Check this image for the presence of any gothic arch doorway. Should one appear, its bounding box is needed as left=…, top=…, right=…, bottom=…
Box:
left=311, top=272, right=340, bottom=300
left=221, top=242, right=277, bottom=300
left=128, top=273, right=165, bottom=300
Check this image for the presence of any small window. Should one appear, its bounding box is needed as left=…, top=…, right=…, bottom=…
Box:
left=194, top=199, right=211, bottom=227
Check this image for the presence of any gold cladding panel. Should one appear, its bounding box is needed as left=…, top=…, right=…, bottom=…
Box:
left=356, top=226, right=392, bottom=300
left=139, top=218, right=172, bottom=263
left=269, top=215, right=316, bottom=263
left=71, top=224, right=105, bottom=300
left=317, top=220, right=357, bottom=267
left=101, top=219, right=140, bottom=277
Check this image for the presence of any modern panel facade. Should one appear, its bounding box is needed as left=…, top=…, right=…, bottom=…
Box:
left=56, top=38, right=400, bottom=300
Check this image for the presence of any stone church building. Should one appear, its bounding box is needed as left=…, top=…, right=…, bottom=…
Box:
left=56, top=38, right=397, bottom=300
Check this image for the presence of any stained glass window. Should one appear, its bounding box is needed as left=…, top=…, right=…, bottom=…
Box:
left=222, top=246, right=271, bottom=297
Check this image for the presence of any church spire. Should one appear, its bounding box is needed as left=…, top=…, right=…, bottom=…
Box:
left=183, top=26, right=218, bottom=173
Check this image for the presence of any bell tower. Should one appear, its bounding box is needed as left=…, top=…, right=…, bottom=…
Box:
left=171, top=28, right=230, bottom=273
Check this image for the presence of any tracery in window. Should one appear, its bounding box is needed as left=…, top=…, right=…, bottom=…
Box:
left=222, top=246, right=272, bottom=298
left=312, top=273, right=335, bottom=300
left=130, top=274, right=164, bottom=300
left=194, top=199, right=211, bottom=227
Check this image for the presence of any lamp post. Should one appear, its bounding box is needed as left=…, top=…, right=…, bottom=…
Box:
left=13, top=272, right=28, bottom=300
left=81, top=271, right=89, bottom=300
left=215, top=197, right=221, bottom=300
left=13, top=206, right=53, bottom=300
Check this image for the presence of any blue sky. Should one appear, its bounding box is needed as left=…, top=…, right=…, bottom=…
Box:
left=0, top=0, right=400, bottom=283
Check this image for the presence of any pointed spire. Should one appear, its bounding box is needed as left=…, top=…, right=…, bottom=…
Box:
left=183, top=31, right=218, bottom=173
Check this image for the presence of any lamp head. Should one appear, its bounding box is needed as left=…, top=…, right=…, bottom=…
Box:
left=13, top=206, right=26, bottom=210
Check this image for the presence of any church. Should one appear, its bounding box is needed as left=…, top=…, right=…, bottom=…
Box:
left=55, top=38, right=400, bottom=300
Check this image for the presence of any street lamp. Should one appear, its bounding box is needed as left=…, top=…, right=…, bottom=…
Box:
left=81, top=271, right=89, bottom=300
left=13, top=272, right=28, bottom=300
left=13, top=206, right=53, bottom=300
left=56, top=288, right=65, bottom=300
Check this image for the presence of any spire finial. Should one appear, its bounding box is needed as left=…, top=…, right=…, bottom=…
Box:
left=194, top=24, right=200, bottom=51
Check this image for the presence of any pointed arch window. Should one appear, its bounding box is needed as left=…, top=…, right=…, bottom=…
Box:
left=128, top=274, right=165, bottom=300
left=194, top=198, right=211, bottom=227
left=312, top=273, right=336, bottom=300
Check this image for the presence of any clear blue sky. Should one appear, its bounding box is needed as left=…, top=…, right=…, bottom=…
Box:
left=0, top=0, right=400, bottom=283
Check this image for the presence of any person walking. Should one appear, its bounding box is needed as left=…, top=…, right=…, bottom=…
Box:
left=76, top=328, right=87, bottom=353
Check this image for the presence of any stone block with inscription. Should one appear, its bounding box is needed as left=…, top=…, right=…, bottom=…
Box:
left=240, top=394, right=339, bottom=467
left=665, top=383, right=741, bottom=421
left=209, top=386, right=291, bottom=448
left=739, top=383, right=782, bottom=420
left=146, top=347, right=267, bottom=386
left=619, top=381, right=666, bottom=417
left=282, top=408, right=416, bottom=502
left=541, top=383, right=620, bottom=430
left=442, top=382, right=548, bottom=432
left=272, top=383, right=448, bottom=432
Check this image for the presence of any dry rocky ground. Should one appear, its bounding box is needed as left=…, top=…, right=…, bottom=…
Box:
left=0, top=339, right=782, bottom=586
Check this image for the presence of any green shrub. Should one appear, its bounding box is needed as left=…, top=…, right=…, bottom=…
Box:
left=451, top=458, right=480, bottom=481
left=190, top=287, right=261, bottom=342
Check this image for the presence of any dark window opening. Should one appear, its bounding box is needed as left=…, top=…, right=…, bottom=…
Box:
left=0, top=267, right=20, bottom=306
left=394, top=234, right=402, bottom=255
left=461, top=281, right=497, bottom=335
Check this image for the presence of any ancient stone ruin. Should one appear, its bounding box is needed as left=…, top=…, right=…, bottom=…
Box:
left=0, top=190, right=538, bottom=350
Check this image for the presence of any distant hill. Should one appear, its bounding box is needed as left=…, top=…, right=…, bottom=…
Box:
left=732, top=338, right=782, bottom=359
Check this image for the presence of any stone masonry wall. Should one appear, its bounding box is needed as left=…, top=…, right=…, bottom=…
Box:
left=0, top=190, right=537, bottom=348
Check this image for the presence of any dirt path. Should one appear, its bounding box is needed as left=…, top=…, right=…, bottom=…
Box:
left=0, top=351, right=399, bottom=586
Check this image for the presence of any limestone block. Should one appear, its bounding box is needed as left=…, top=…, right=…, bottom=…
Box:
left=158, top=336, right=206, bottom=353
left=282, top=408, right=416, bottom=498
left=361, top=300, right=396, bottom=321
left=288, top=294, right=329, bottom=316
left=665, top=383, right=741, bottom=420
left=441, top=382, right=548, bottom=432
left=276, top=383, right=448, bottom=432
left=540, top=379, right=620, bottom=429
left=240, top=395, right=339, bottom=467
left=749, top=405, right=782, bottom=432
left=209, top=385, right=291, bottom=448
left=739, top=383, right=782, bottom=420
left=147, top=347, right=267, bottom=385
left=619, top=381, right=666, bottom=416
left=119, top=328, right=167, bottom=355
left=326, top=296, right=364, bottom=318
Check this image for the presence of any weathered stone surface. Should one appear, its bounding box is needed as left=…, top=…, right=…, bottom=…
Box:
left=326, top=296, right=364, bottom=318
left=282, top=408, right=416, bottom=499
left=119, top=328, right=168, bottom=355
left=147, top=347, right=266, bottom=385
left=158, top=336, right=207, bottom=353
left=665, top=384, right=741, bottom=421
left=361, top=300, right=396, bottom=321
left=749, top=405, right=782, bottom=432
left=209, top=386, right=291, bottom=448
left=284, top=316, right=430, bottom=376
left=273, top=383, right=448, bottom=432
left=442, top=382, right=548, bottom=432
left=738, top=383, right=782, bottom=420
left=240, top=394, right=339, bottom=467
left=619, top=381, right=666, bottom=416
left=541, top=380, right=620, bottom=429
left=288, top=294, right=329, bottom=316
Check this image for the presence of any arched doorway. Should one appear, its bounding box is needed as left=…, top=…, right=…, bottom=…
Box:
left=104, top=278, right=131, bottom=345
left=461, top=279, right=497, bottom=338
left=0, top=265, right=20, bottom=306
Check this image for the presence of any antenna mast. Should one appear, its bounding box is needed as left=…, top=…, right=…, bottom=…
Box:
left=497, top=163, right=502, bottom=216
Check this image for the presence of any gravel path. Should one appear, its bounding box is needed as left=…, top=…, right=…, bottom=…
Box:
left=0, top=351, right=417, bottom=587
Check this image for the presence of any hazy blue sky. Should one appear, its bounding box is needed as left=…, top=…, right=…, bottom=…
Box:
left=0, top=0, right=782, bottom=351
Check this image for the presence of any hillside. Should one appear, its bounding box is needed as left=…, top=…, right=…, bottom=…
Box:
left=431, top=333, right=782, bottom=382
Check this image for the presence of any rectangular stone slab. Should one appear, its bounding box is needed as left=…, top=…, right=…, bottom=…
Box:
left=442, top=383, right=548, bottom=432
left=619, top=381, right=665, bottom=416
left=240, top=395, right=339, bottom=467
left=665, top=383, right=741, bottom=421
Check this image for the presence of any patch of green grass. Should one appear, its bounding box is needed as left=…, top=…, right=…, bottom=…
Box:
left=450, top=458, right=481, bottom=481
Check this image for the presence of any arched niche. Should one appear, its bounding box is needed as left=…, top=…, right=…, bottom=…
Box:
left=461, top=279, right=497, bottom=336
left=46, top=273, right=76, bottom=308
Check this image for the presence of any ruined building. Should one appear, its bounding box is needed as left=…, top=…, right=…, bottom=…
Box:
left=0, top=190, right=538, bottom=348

:::::

_THE EXERCISE:_
Please recast the entries starting at the line that contains "Check this image for the presence of any bell" and ending at the line that contains "left=171, top=28, right=230, bottom=273" as a Markdown table with the columns Row and Entry line, one numbered row per line and no blank lines.

_RESULT:_
| Row | Entry line |
|---|---|
| 1 | Check this image for the presence of any bell tower. Should one appear, its bounding box is needed as left=…, top=…, right=…, bottom=… |
| 2 | Box: |
| 3 | left=171, top=28, right=230, bottom=273 |